### DOCUMENT SECTION:
....

The above photo was taken in 1959 –  Spain,

I read A Moveable Feast, and  I read The Paris Wife immediately after I read Feast, and I  had questions about Why. . .

Why did Hemingway, several wives and several years later, feel compelled to write A Moveable Feast?

For several years, Hemingway worked on his book A Memorable Feast, but he finished it when he was married to his fourth wife Mary Welsh. The book was first published in 1964, In a Note inside the book, Mary Welsh said the following:

“Ernest started writing this book in Cuba in the autumn of 1957, worked on it in Ketchum, Idaho, in the winter of 1958-59, took it with him to Spain when we went there in April, 1959, and brought it back with him to Cuba and then to Ketchum late that fall. He finished the book in the spring of 1960 , Cuba….
It concerns the years 1921 to 1926 in Paris.” M. H. Note added to the front of A Moveable Feast by Ernest Hemingway.

Hemingway finished the book A Moveable Feast in the spring of 1960 . In 1961, Hemingway bought a home in Ketchum, Idaho, and he committed suicide there in July of 1961.

....

### DATASET EXCERPTS:
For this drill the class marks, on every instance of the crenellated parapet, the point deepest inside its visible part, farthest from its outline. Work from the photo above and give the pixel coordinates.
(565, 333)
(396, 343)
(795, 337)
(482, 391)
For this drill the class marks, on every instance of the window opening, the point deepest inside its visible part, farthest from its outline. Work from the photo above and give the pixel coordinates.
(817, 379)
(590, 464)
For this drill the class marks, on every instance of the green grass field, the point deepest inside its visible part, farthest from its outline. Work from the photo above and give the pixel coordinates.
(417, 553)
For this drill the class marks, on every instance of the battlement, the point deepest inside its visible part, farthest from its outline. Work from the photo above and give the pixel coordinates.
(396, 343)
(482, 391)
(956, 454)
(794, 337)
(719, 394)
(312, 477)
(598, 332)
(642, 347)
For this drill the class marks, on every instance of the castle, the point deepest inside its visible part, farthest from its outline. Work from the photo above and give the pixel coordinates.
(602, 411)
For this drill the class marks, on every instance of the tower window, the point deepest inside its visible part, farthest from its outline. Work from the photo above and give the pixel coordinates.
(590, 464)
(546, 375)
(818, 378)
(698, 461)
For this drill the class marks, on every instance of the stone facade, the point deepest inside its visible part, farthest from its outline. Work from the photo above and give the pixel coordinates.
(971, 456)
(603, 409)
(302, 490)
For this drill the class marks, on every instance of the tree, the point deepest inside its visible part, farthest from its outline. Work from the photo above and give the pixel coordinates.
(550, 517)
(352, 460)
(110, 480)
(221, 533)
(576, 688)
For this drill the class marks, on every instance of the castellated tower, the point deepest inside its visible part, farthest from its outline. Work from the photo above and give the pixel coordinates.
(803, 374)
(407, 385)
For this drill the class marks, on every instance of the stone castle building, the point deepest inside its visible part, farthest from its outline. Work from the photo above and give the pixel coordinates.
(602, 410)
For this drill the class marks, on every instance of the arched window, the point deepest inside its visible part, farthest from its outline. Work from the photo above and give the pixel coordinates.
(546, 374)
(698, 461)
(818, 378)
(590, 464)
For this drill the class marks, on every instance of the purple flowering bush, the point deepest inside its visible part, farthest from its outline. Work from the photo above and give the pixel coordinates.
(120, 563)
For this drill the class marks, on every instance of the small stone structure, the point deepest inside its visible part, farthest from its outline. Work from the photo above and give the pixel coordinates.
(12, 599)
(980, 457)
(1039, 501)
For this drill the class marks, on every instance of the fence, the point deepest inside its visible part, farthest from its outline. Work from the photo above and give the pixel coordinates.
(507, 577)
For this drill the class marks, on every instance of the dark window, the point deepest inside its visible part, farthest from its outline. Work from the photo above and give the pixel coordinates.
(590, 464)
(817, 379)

....

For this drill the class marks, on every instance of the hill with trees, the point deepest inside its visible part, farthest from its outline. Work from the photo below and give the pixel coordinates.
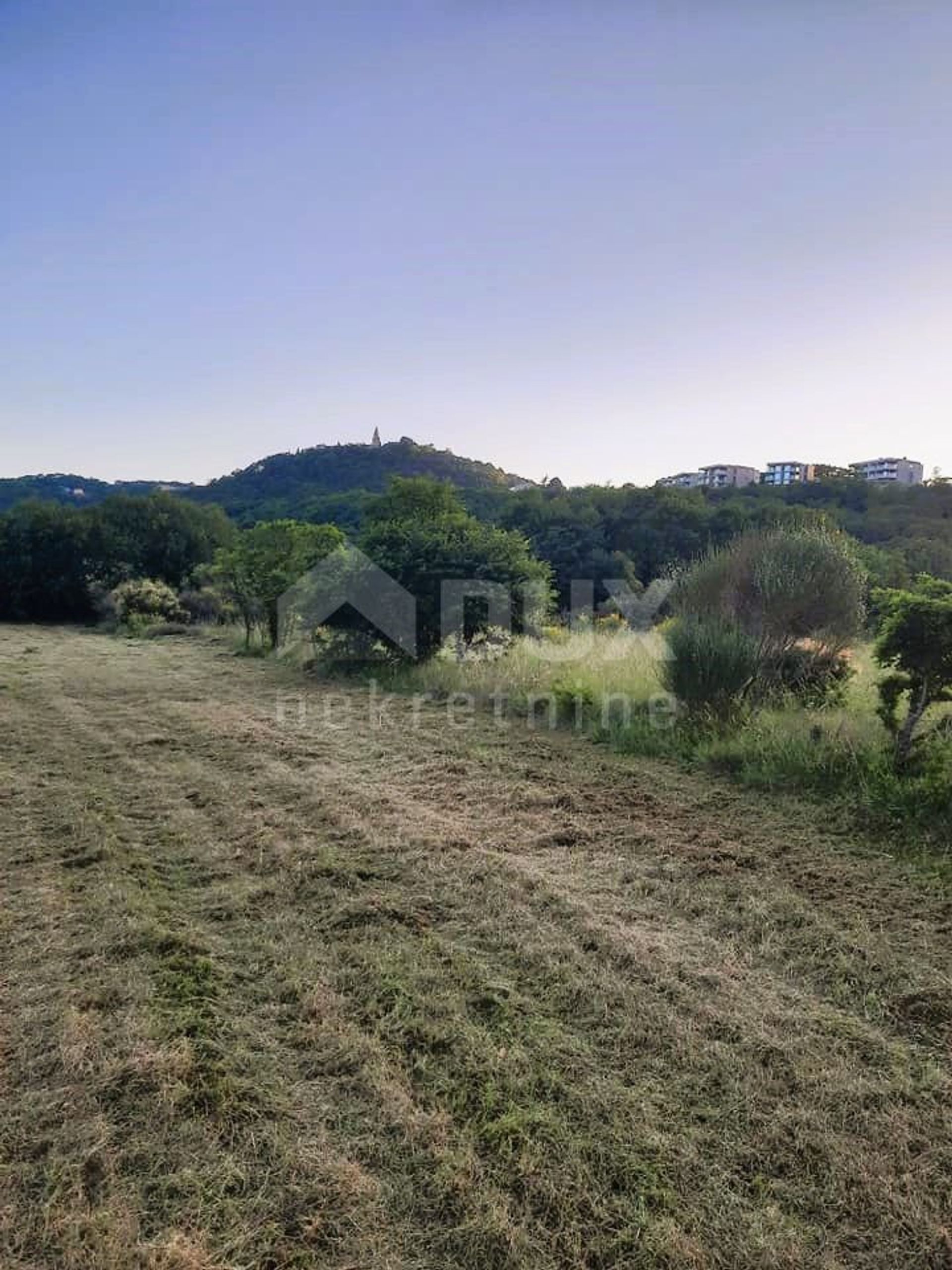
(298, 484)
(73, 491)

....

### DIRECTIONS:
1. In the text on Hemingway and A Moveable Feast, replace "bought" with "purchased" in the part that opens with the words containing "It concerns the" and closes with "July of 1961.".
2. List every place named in the text on Hemingway and A Moveable Feast, treating a town together with its state as a single entry.
None of the items is needed for this work.

### RESPONSES TO THE TASKS:
1.
It concerns the years 1921 to 1926 in Paris.” M. H. Note added to the front of A Moveable Feast by Ernest Hemingway.

Hemingway finished the book A Moveable Feast in the spring of 1960 . In 1961, Hemingway purchased a home in Ketchum, Idaho, and he committed suicide there in July of 1961.

2. Spain; Cuba; Ketchum, Idaho; Paris